(ASSIGNMENT) Copy all entries without alteration and skip the pictures they hold.

Natural-language object grounding data
================================

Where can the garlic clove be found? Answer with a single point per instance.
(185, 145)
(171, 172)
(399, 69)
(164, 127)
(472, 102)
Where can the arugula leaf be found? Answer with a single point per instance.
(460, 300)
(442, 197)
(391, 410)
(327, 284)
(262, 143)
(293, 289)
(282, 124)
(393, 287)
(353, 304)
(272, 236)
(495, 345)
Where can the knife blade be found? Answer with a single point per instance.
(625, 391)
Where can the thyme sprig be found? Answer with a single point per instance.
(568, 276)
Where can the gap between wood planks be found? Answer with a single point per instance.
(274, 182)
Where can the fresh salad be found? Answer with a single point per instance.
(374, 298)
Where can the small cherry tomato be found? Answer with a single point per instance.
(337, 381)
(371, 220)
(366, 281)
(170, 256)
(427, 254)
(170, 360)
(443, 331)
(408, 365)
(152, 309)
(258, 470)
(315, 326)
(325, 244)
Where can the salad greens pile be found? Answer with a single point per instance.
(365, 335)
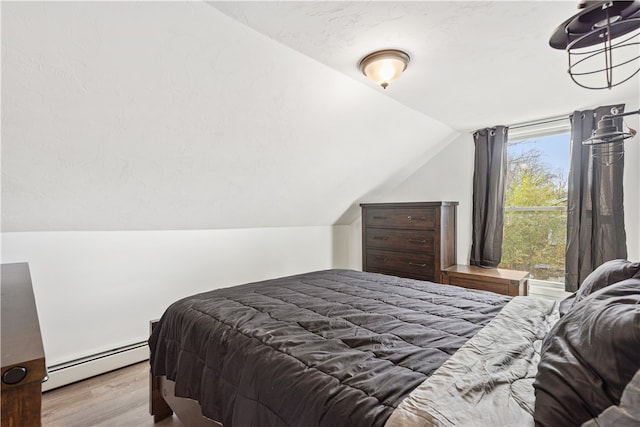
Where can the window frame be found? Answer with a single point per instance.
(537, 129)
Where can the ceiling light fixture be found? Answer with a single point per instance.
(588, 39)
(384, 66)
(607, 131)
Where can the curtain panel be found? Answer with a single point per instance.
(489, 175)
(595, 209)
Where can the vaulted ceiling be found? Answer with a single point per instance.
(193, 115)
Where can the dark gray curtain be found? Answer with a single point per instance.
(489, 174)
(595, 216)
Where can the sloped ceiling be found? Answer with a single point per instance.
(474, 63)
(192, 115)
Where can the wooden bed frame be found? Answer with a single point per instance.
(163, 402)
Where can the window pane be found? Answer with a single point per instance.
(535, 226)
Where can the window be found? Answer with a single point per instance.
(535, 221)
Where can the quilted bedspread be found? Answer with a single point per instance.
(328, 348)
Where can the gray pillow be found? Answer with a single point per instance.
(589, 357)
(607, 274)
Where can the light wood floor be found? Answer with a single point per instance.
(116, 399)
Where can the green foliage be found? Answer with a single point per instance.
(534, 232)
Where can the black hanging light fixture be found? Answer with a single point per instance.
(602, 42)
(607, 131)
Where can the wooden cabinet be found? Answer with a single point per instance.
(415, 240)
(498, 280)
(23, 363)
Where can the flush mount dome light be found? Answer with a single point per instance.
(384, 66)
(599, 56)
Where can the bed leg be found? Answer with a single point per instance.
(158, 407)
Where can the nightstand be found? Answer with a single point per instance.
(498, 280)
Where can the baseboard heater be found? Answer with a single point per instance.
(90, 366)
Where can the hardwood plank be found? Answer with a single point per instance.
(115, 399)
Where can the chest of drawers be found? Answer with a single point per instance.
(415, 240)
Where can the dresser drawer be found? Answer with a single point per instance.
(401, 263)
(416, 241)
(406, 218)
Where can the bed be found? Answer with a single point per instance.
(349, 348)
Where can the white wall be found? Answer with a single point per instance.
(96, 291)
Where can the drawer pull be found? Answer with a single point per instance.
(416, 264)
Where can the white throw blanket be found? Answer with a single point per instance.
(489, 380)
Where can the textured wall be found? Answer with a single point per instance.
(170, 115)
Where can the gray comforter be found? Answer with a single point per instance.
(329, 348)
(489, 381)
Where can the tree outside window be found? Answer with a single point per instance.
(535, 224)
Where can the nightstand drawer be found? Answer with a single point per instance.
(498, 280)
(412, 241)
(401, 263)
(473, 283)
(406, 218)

================================

(RESULT OF THIS EXERCISE)
Where can the garlic clove be found? Answer with a single point per instance.
(185, 145)
(171, 172)
(399, 69)
(164, 127)
(472, 102)
Where can the arugula leaf be found? Answer with a single point per instance.
(460, 300)
(442, 197)
(391, 410)
(327, 284)
(262, 143)
(293, 289)
(282, 124)
(393, 287)
(353, 304)
(272, 236)
(495, 345)
Where can the knife blade be found? Answer with a single point per instance.
(625, 391)
Where can the thyme sprig be found? Answer with a single point per instance.
(568, 276)
Where can the gap between wood planks be found? Answer with a single point per instance.
(274, 182)
Where can the fresh salad be found? Answer with a single point per instance.
(374, 298)
Where can the small cherry tomato be found? Answer with a single point per instance.
(337, 381)
(371, 220)
(366, 281)
(170, 256)
(427, 254)
(170, 360)
(443, 331)
(408, 365)
(152, 309)
(258, 470)
(315, 326)
(325, 244)
Where can the salad greens pile be found? Answer with a single point per instance.
(365, 335)
Where can the window frame be found? Answer with a single point per instance.
(537, 129)
Where can the ceiling light fixture be found? Answer with a single point per instance.
(588, 39)
(384, 66)
(607, 131)
Where can the curtain panel be found? Answer with a single point per instance.
(489, 175)
(595, 209)
Where can the vaulted ceiling be found? Answer with a single point per instance.
(193, 115)
Where can the dark gray curtain be found? Answer with a single point per instance.
(489, 174)
(595, 216)
Where can the sloped ceiling be found? Answer with a single point per instance.
(474, 63)
(192, 115)
Where can the wooden bed frame be found? Answer with a single point per instance.
(163, 402)
Where can the window pane be found? Answer with a single point per instance.
(535, 226)
Where can the window be found? Answer with a single point per instance.
(535, 221)
Where can the quilted bedspread be found? Answer with a single point per instance.
(328, 348)
Where can the gray pillow be found? Answer with a single point per instance.
(589, 357)
(607, 274)
Where can the light wood floor be found? Answer with a single point per instance.
(116, 399)
Where can the green foliage be found? Answer with a single point per instance.
(534, 232)
Where can the black hanging light fixture be found? Answer with a single point per instance.
(602, 42)
(607, 131)
Where can the wooden cabinet be found? Answer with a single point per instance.
(415, 240)
(498, 280)
(23, 363)
Where can the flush mount dome light be found? Answer with a single point per instance.
(384, 66)
(599, 56)
Where can the bed leg be found? Answer with a single point per instance.
(158, 407)
Where can the nightstand be found? Answer with a single point per instance.
(498, 280)
Where can the baseboard heater be found? Answer with a single point per instance.
(90, 366)
Where can the hardwood plank be found? Answer with a single point per instance.
(115, 399)
Where can the chest of drawers be found? Answer with a single point per instance.
(415, 240)
Where can the dresser drawer be found? Answer with a single point per instance.
(401, 263)
(416, 241)
(406, 218)
Where can the bed be found? Answer with a single point per instance.
(349, 348)
Where can the white wall be found? Answer with a single point per instance.
(96, 291)
Where can the drawer pull be found? Answer with a single point per instance.
(416, 264)
Where can the white throw blanket be found? Answer with a single point per instance.
(489, 380)
Where can the textured wall be found? Answer with a single point per instance.
(170, 115)
Where can the gray comforter be found? Answer with a single point per instance.
(329, 348)
(489, 381)
Where can the tree outside window be found? Answer with a single point per instance.
(535, 224)
Where can the nightstand drawer be found? Answer with a single point per instance.
(498, 280)
(412, 241)
(401, 263)
(473, 283)
(406, 218)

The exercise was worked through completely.